→ **Required tasks**:
1 - In the article on the 2008 Beijing Olympics, what has been the main vehicle for host nations to present narratives about their culture, history, and place in the world?
2 - Identify every line in the entries that contains the string "sleeve", and copy each one.

--- start of Reading passage ---

Looking Back to Look Ahead: National Identity at the 2008 Beijing Oympics

Written by James R. Schiffman.

Modern Olympic games are about much more than sports. They are opportunities for host nations to present narratives about their culture, history, and place in the world to an unprecedentedly large audience. The main vehicle has been the opening ceremony, and we can expect “Korean-ness” to be on full display when the games begin shortly in Pyeongchang, South Korea. For some perspective on what is about to unfold, one need look back only to the Opening Ceremony of the 2008 Beijing Summer Olympics, arguably the most spectacular statement in recent years of the Olympics as a venue for national identity construction.

But the identity actually was on display in Beijing was very much contested. For everyone except the people watching in the stands, the narratives of history, culture, and national ambition that unfolded on the floor of the Bird’s Nest stadium came by way of media presentations. In Beijing, there was one Opening Ceremony and multiple mediated representations of the event by broadcasters around the world. Arguably two of the most consequential broadcast presentations were those from the United States, the world’s dominant superpower, and from China, the world’s major rising power.

--- end of Reading passage ---
--- start of Material for the task ---

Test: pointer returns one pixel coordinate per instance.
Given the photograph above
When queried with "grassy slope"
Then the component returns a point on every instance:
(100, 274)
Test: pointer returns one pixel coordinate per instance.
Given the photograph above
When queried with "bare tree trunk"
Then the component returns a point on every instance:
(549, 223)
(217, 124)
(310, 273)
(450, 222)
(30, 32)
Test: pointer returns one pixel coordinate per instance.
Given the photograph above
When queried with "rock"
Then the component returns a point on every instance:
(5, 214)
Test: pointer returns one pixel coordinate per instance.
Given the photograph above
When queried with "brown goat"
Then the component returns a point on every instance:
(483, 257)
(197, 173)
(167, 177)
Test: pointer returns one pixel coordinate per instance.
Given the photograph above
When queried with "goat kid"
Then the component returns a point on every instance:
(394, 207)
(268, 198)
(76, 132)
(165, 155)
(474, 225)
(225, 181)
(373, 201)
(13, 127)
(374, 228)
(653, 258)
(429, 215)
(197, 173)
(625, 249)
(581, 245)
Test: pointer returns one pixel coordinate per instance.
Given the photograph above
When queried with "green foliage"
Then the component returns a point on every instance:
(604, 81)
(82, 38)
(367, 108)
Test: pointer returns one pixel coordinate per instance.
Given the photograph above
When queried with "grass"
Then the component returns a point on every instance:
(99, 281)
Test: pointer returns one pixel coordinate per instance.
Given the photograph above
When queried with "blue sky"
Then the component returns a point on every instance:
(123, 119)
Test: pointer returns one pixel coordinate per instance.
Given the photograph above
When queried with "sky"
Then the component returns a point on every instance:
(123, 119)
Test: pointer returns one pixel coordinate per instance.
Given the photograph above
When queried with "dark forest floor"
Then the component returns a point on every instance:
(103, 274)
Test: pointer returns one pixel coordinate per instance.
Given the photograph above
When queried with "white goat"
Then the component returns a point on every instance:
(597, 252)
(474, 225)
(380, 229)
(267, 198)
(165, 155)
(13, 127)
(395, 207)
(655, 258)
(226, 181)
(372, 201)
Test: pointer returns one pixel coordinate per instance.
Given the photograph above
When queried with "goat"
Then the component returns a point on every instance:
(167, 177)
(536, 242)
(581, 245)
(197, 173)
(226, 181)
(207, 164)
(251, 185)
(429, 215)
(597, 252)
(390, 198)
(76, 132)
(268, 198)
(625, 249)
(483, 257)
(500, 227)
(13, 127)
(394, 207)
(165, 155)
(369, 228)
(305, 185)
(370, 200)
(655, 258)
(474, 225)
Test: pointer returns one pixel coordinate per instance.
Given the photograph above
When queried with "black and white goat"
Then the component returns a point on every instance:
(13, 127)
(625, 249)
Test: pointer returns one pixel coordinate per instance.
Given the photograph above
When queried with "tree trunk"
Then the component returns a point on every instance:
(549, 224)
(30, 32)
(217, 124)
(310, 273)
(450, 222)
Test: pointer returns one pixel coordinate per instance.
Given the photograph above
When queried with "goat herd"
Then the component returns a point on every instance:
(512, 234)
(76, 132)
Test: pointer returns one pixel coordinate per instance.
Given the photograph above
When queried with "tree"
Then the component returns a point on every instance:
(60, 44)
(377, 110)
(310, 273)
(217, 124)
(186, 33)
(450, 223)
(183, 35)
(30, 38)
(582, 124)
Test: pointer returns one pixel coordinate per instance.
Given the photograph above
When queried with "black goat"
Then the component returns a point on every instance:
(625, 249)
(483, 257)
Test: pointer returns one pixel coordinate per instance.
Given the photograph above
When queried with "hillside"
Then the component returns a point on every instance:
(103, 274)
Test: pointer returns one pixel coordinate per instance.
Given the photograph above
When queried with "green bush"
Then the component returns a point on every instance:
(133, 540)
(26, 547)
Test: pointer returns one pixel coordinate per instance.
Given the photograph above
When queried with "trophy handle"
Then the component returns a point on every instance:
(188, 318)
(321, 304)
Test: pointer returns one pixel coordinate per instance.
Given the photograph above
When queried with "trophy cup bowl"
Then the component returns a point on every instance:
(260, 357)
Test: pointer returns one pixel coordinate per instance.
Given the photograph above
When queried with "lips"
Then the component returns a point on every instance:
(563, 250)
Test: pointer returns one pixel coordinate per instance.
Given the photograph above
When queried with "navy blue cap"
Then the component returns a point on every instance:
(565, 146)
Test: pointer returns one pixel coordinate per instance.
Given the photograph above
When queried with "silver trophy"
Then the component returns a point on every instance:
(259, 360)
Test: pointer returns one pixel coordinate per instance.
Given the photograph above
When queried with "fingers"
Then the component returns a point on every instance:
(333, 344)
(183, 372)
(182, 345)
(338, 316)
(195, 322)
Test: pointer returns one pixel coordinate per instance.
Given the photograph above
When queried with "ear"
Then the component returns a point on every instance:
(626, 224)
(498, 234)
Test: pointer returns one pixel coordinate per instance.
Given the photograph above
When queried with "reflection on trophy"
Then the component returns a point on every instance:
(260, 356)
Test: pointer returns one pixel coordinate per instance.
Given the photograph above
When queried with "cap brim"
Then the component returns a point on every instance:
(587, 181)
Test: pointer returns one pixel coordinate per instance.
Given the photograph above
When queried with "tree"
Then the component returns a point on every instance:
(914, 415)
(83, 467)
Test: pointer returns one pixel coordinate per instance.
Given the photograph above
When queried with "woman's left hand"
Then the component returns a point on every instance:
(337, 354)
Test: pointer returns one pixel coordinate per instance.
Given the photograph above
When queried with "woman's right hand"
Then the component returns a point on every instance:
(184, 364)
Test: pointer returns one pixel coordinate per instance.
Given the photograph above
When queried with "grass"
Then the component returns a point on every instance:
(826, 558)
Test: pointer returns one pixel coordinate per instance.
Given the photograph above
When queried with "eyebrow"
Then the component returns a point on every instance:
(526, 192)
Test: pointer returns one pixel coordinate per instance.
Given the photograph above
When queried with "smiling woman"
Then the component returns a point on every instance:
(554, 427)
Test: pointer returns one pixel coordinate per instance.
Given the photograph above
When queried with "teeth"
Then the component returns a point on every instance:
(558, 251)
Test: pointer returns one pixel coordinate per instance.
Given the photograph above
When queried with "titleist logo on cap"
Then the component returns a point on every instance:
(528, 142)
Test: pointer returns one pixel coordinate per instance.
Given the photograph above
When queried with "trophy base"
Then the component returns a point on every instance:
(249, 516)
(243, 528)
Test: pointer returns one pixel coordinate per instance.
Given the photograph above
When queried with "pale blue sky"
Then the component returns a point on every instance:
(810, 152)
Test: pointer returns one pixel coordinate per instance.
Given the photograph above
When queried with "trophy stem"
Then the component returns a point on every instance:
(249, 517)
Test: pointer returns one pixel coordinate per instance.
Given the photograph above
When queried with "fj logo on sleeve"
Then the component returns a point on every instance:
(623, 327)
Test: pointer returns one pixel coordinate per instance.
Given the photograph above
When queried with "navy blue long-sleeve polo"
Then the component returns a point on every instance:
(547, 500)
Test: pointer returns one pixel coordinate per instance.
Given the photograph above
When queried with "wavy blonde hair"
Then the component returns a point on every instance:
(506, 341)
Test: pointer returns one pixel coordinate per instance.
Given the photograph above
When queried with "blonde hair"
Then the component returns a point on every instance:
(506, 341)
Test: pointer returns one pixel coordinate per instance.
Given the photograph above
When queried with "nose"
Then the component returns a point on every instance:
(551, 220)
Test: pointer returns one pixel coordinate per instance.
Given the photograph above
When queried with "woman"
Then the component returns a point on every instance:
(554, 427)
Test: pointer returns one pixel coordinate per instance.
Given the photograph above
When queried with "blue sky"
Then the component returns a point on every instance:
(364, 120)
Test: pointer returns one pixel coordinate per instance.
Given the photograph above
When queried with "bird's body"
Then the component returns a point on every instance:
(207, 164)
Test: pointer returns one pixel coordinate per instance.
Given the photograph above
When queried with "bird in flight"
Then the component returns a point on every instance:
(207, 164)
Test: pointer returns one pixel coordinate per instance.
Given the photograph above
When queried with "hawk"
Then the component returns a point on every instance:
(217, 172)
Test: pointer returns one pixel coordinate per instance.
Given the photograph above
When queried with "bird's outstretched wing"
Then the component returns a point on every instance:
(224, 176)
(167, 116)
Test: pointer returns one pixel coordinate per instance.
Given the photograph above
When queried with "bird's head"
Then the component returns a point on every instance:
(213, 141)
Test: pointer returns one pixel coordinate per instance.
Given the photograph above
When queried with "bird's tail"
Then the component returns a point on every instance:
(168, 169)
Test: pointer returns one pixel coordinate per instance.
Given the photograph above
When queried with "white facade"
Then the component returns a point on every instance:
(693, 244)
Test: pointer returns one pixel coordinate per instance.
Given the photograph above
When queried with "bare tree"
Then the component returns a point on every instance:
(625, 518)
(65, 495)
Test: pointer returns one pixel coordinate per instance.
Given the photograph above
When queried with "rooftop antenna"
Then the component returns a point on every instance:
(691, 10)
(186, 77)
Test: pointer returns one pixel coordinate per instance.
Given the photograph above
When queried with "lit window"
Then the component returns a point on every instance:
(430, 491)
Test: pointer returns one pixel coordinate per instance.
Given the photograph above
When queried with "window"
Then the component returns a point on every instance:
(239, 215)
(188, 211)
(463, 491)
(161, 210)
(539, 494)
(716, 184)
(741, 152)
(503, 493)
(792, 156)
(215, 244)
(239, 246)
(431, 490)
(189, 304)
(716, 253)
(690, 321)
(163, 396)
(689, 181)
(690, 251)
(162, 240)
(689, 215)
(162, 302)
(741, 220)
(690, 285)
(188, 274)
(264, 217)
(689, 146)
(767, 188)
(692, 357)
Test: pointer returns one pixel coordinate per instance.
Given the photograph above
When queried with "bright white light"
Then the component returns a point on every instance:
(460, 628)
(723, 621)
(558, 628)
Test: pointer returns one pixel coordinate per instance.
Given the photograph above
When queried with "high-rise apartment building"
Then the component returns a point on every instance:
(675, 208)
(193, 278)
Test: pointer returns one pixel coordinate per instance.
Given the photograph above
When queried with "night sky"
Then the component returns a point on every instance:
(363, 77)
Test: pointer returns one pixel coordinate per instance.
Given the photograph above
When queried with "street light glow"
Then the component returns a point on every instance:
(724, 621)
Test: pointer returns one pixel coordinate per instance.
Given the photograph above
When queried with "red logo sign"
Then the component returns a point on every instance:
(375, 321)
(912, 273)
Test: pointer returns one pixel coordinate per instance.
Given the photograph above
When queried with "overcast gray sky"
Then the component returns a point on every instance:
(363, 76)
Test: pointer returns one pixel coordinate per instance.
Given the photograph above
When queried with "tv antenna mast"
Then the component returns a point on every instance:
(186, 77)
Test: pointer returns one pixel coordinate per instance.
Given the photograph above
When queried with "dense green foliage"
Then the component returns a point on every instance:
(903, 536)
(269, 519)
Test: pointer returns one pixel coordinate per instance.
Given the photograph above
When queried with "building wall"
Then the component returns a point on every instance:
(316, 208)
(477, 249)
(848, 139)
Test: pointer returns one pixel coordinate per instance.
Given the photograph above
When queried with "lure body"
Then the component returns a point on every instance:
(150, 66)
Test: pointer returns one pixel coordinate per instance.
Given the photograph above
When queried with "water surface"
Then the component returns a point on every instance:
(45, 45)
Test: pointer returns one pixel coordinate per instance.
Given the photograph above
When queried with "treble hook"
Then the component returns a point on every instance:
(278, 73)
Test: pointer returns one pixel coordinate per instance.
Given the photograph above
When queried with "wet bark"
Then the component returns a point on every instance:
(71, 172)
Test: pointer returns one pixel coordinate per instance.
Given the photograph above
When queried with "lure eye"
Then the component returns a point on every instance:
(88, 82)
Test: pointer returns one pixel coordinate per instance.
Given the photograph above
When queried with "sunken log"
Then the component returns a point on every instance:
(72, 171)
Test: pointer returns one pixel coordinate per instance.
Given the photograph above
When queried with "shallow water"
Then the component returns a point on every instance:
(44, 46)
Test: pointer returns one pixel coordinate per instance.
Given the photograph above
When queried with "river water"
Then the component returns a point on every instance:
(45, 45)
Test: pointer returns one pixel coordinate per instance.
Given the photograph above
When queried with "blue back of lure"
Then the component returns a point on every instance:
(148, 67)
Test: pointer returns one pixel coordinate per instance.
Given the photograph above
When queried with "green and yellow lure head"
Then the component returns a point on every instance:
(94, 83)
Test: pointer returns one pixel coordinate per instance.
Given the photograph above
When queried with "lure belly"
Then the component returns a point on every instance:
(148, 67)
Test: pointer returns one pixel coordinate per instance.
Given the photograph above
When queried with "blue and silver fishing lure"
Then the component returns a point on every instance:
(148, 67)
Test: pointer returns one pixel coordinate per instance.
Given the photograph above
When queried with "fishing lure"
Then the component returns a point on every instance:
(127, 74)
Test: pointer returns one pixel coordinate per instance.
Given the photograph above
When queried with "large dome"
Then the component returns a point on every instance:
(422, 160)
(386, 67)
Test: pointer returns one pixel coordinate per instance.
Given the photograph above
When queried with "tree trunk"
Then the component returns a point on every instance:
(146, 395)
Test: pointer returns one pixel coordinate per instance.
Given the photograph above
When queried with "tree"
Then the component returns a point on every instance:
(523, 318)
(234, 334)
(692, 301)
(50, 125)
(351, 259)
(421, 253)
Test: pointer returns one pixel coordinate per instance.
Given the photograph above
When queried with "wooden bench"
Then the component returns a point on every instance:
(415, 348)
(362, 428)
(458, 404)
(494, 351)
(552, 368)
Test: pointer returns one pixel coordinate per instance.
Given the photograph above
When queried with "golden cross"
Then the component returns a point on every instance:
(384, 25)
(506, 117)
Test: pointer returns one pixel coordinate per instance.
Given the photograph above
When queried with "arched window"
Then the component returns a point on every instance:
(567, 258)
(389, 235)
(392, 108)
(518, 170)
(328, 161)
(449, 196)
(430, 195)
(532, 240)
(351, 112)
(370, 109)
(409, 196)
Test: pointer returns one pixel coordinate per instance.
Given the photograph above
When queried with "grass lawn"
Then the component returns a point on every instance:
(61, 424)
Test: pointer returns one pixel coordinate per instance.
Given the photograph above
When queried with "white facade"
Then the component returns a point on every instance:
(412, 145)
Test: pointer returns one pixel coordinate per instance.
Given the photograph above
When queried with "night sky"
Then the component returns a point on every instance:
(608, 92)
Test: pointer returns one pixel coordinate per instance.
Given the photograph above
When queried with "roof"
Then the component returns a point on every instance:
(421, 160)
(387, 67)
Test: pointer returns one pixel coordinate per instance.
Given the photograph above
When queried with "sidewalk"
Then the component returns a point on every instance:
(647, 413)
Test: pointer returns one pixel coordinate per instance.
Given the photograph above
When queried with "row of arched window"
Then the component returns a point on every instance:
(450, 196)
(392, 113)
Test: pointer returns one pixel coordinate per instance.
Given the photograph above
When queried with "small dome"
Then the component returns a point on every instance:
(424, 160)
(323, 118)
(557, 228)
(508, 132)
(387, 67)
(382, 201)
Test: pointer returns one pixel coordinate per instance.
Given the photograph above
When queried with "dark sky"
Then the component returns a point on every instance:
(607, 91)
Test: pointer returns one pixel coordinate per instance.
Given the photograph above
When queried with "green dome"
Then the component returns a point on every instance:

--- end of Material for the task ---

→ **Solutions**:
1 - The opening ceremony.

2 -
When queried with "fj logo on sleeve"
When queried with "navy blue long-sleeve polo"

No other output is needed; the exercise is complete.